Y lo peor es que una de las zonas que va a empezar a sentir más los efectos dramáticos de la escasez muy pronto, es la península ibérica a la que la Naturaleza parece haber reservado el tragicómico privilegio de la desertización de cuajo manteniendo los océanos: el suplicio de Tántalo. Porque si las plantas desalinizadoras son de coyuntura y sirven de auxilio, no remedian lo sustancial ni bastan para abastecer a los 40 millones de habitantes de España, más Portugal, ni a los seis mil millones que componen la humanidad. De otro modo las cifras de muertes por sed o por agua en malas condiciones en el mundo, no serían las que son.
Sigan, sigan haciendo cálculos en pérdidas por el calentamiento global y zonal. Sigan, sigan hablando de tantos por ciento por los incumplimientos del protocolo de Kyoto, sigan haciendo estimaciones de la compraventa de los "derechos de emisión" de gases. Sigan, sigan perorando, como antaño los concilios sobre el sexo de los ángeles, sobre los millones de toneladas de CO² que cada país tiene derecho a lanzar a la atmósfera...
En el planeta habla mucho mercachifle del "infinito" que no tiene en cuenta lo esencial: que el planeta es finito, que el agua potable es finita y que el oxígeno es finito.

____________

**CONJUNTO DE TAREAS**
a) Reproduce literalmente el fragmento sobre la escasez de agua desde "Sigan, sigan haciendo" hasta "a la atmósfera...", ambos incluidos.
b) Según el fragmento sobre la escasez de agua, ¿qué zona empezará muy pronto a sentir con más fuerza sus efectos?
c) Continúa el fragmento sobre la escasez de agua a partir de su última oración.
Las filas no tienen relación con el fragmento.

Registros de un conjunto de datos
____________

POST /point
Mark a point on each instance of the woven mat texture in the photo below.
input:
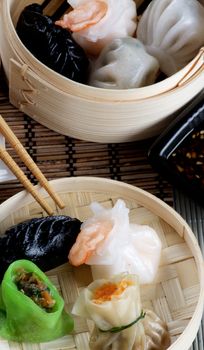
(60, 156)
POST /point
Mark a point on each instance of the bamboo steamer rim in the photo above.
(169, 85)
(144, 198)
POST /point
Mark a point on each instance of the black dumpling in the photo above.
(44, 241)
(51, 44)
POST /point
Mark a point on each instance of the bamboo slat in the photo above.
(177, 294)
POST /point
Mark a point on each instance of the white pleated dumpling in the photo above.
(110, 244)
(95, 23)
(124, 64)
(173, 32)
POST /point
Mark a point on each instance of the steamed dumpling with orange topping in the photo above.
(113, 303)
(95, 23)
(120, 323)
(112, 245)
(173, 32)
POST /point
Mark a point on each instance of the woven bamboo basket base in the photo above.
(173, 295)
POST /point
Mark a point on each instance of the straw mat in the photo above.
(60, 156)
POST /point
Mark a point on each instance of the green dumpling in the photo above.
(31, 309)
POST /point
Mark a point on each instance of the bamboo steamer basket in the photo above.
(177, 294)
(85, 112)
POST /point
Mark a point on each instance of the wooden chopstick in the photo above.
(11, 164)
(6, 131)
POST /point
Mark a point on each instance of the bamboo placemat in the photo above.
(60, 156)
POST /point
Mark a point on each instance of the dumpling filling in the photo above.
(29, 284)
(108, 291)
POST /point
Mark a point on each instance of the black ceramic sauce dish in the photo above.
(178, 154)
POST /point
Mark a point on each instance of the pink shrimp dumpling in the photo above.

____________

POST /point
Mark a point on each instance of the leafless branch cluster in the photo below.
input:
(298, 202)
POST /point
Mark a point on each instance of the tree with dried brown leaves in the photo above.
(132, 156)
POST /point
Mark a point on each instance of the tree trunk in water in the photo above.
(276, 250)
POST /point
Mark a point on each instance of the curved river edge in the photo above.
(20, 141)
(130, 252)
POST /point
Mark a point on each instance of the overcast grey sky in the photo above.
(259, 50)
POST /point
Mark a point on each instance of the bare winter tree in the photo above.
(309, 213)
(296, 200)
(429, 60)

____________

**RESPUESTAS**
a)
Sigan, sigan haciendo cálculos en pérdidas por el calentamiento global y zonal. Sigan, sigan hablando de tantos por ciento por los incumplimientos del protocolo de Kyoto, sigan haciendo estimaciones de la compraventa de los "derechos de emisión" de gases. Sigan, sigan perorando, como antaño los concilios sobre el sexo de los ángeles, sobre los millones de toneladas de CO² que cada país tiene derecho a lanzar a la atmósfera...

b) La península ibérica.

c)
Sigan haciendo cálculos de agrimensor sobre lo que no soporta la biosfera... Como dijo Ghandi acerca del ojo por ojo, el mundo, así, haciendo cálculos de lo que queda, acabará ciego y en este caso también muerto. Le queda muy poco de vida. Tomando como unidad de medida los "últimos tres mil millones de años", unos cuantos años más son unos cuantos segundos del reloj.
¡Qué grande es el hombre! ¡Qué inteligentes son los científicos, los economistas, los políticos, los charlatanes, los sabios que siempre ven un motivo de optimismo, pero insufriblemente obtusos del instinto! Que sigan todos contando. En otoño, cuando ya 79 municipios en España -dos millones de personas- no tendrán agua del Tajo, habrá empezado la cuenta atrás en este país donde sabemos que no volverá a llover. Mejor dicho y ya que hablamos de cantidades, que lloverá sólo en proporciones inapreciables del chubasco débil, para limpiar el polvo.
¿Que esta visión es pesimista y causa alarma social? Pues el autor de este artículo lleva alarmado una década. Si los dueños y centros de inteligencia del mundo se hubieran alarmado desde entonces como él, seguro que no estaríamos ahora al borde del precipicio. Esto es lo que me provoca náuseas. ¿Se comprenden mejor ahora los motivos de mi desprecio hacia todos ellos?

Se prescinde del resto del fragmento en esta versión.